### Records for this task
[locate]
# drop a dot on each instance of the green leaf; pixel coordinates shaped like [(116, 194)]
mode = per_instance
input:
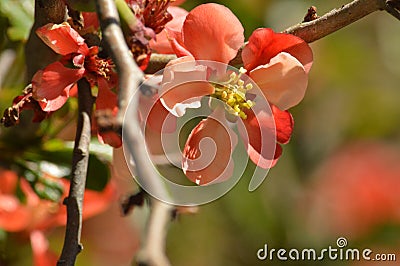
[(20, 16)]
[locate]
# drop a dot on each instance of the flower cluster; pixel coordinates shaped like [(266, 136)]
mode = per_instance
[(276, 64)]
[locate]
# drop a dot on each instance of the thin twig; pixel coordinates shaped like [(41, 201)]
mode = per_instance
[(130, 77), (74, 201), (152, 252), (313, 30)]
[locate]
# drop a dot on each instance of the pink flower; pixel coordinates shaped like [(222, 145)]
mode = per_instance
[(356, 190), (35, 216), (209, 32), (51, 86), (277, 63), (161, 43)]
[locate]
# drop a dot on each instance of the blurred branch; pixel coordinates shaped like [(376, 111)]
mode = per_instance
[(37, 53), (74, 201), (130, 77), (158, 62), (312, 30), (152, 252)]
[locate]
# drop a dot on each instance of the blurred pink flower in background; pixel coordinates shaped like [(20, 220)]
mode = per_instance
[(356, 190)]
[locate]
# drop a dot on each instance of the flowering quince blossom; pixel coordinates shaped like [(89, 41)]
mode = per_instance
[(52, 86), (278, 63), (35, 216)]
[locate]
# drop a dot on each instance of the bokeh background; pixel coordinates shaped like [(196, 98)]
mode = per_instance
[(338, 177)]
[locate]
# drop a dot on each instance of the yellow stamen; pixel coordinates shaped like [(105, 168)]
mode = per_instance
[(233, 93)]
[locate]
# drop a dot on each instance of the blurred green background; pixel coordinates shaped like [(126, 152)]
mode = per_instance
[(328, 183)]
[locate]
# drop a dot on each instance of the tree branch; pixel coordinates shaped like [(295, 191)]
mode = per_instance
[(130, 77), (74, 201), (313, 30)]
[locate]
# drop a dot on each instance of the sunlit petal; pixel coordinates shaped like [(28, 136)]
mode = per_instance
[(283, 80)]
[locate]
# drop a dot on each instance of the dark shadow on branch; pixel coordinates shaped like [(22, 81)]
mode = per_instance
[(74, 201)]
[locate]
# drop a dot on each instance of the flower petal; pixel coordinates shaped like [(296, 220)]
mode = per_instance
[(258, 134), (62, 39), (212, 32), (154, 115), (161, 44), (264, 44), (283, 81), (107, 100), (54, 82), (208, 150), (184, 83), (284, 124)]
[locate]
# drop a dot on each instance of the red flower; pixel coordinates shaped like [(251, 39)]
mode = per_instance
[(277, 63), (51, 86), (356, 190)]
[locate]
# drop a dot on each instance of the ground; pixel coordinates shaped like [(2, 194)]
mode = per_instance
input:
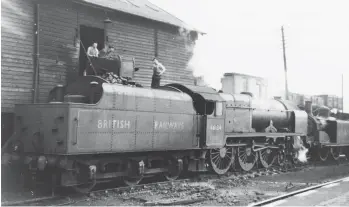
[(233, 190)]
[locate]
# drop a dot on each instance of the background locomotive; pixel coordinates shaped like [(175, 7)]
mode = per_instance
[(94, 131)]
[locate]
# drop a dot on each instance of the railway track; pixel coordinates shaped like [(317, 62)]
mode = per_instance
[(63, 199), (273, 200)]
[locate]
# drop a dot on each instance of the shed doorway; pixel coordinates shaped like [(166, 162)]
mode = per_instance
[(89, 35)]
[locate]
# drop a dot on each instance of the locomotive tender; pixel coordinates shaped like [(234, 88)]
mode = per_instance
[(94, 131)]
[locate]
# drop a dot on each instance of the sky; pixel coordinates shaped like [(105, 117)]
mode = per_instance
[(245, 37)]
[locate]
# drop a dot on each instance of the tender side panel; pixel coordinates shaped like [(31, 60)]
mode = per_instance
[(128, 131), (42, 128), (215, 132)]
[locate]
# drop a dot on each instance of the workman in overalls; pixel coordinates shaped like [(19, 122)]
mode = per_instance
[(158, 70)]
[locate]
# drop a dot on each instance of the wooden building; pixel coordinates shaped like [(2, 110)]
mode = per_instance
[(41, 44)]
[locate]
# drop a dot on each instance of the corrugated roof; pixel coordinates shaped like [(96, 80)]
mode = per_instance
[(142, 8), (206, 92)]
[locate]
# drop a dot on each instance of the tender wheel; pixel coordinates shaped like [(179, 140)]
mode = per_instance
[(174, 169), (247, 158), (267, 157), (132, 181), (221, 159), (81, 174), (335, 152), (323, 153)]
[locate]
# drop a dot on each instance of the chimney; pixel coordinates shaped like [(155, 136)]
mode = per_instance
[(308, 107)]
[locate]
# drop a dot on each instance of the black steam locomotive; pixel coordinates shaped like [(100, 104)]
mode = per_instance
[(95, 130)]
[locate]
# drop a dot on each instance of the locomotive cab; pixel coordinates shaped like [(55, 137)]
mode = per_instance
[(209, 106)]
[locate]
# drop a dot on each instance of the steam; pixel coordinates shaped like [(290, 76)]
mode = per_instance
[(185, 36), (194, 50)]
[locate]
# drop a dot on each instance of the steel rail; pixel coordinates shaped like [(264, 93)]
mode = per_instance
[(281, 197)]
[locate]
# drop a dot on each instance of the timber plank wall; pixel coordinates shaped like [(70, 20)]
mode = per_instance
[(59, 23)]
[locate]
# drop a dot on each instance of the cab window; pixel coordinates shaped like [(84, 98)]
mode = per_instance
[(219, 109)]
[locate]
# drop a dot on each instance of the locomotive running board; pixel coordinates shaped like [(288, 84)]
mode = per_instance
[(261, 134)]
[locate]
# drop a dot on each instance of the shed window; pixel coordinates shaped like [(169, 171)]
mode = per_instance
[(219, 109)]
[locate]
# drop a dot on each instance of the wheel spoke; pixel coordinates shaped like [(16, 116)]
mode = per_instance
[(220, 160)]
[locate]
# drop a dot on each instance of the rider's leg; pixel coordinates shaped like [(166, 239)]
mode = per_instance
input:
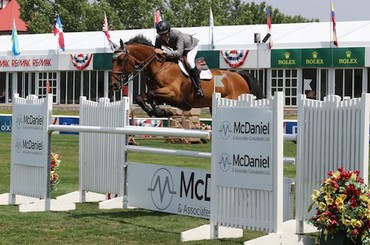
[(194, 71)]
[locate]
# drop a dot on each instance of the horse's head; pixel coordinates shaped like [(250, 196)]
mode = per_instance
[(133, 55), (122, 66)]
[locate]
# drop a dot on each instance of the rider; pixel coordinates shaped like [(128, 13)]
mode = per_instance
[(181, 44)]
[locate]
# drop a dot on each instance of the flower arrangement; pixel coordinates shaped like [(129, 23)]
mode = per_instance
[(204, 126), (343, 205), (54, 166)]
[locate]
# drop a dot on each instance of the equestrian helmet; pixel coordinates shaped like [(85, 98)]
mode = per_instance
[(163, 27)]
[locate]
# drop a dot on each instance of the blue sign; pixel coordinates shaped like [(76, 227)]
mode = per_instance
[(5, 123), (291, 127), (69, 121)]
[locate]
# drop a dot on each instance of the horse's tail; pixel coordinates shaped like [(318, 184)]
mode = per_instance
[(253, 84)]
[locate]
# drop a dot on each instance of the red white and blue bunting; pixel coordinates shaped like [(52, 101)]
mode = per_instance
[(235, 58), (81, 61)]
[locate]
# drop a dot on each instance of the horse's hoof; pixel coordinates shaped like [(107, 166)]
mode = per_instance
[(158, 112), (150, 113), (169, 113)]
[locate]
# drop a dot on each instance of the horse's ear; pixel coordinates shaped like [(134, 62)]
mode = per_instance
[(115, 46)]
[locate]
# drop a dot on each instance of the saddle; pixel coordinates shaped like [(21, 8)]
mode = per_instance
[(201, 64), (204, 71)]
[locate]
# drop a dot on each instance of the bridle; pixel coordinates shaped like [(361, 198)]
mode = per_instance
[(123, 75)]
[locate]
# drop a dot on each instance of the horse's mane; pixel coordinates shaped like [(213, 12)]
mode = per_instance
[(139, 39)]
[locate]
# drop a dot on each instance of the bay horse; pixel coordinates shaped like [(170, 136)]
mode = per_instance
[(166, 82)]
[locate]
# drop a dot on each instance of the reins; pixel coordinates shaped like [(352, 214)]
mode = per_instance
[(140, 67)]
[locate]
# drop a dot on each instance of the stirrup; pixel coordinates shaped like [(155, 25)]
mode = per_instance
[(199, 92)]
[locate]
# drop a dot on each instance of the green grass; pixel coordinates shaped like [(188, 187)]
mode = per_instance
[(89, 225)]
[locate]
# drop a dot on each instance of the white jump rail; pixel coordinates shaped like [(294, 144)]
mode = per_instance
[(132, 130)]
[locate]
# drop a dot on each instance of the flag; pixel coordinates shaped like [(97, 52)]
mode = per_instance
[(15, 42), (211, 25), (58, 29), (335, 40), (106, 32), (157, 17), (269, 24)]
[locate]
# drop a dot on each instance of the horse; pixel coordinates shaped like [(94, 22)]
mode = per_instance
[(168, 84)]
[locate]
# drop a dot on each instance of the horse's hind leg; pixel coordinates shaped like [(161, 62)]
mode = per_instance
[(141, 101), (157, 111)]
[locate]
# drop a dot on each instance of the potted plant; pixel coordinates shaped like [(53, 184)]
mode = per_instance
[(54, 166), (342, 208)]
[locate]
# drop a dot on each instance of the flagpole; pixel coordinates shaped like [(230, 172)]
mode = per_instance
[(331, 71)]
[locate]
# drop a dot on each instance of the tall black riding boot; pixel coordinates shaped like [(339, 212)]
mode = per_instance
[(196, 81)]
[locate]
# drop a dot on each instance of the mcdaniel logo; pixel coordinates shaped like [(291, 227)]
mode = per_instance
[(224, 162), (29, 120), (162, 189), (243, 128)]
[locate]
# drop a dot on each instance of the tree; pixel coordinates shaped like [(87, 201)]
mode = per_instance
[(87, 15)]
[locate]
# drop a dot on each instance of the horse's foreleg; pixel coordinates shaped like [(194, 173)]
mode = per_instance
[(141, 101), (157, 111)]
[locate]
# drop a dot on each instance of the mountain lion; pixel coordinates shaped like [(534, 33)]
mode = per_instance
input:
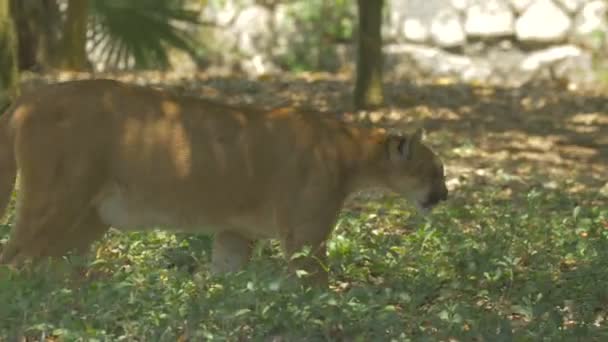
[(99, 153)]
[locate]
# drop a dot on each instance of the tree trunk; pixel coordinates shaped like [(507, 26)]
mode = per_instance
[(37, 25), (8, 58), (368, 87), (75, 36)]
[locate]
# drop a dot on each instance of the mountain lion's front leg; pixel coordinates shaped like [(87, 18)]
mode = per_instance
[(231, 252), (304, 246)]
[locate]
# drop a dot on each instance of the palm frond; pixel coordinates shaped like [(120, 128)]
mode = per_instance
[(125, 33)]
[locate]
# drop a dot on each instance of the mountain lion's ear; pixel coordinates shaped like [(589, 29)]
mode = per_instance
[(403, 147)]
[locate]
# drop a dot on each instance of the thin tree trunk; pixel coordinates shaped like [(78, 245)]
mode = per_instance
[(75, 36), (37, 25), (368, 87), (8, 56)]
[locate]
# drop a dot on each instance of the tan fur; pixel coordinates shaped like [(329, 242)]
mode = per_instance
[(99, 153)]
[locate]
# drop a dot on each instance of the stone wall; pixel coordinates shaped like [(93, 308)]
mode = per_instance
[(499, 41)]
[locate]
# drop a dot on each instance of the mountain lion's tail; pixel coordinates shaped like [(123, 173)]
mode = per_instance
[(8, 165)]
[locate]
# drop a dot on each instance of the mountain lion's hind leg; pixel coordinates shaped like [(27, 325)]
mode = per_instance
[(230, 253), (51, 210)]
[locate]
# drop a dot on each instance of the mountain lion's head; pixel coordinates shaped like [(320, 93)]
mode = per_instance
[(415, 171)]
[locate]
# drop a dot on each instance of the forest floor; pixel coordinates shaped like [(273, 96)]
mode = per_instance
[(520, 251)]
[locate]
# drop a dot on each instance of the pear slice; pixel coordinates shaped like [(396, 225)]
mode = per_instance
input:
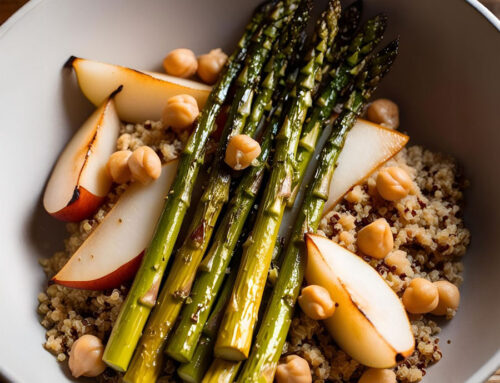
[(144, 94), (112, 253), (79, 181), (370, 322), (367, 146)]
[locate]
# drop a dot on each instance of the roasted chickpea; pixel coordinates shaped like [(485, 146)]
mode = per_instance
[(241, 151), (181, 63), (376, 375), (421, 296), (384, 112), (144, 164), (316, 302), (376, 239), (180, 112), (85, 357), (393, 183), (294, 369), (118, 166), (449, 297), (210, 65)]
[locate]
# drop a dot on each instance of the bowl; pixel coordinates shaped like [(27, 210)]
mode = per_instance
[(446, 82)]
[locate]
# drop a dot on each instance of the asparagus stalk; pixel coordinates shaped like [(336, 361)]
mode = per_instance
[(212, 325), (235, 335), (142, 295), (222, 371), (338, 79), (194, 371), (146, 363), (261, 365), (195, 313)]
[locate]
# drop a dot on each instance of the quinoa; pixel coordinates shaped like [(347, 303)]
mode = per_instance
[(427, 227), (428, 230)]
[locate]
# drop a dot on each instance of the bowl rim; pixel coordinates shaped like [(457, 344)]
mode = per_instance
[(485, 371)]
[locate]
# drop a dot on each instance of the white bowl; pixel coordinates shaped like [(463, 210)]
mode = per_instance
[(446, 82)]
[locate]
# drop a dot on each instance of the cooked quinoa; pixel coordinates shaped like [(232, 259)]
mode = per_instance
[(427, 227), (428, 230)]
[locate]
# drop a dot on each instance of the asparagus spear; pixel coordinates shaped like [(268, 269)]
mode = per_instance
[(142, 295), (213, 322), (222, 371), (283, 51), (194, 371), (146, 363), (338, 79), (195, 313), (235, 335), (261, 365)]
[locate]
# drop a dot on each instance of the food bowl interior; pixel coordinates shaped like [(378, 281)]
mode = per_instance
[(445, 81)]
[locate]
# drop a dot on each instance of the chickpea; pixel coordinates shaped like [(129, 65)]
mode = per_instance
[(144, 164), (316, 302), (421, 296), (294, 370), (384, 112), (181, 63), (449, 297), (210, 65), (180, 112), (376, 239), (118, 166), (376, 375), (241, 151), (393, 183), (85, 357)]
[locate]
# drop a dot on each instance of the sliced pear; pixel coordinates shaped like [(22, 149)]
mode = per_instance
[(79, 181), (370, 322), (112, 253), (367, 146), (144, 94)]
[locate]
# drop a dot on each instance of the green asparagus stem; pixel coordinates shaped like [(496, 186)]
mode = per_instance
[(261, 365), (235, 335), (146, 363), (142, 296), (195, 313), (222, 371), (194, 371), (338, 79), (212, 326)]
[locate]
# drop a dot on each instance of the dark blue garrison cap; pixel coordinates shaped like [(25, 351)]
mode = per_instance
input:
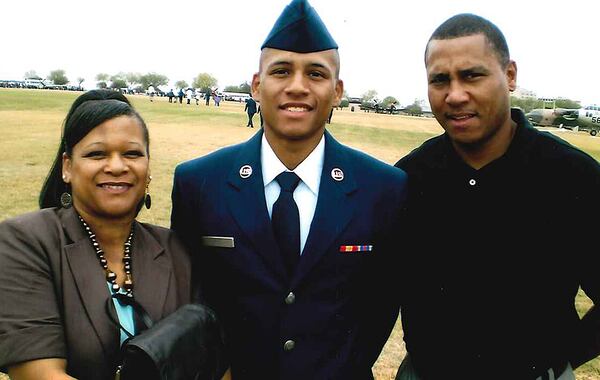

### Work instructions
Show every line of the listing that contains the string "tail", matching case exactly.

### Final result
# drop a dot on each instance of the horse's tail; pixel coordinates shaped like [(318, 184)]
# drop a dot on each instance of the mountain lion's tail; pixel coordinates shaped like [(123, 173)]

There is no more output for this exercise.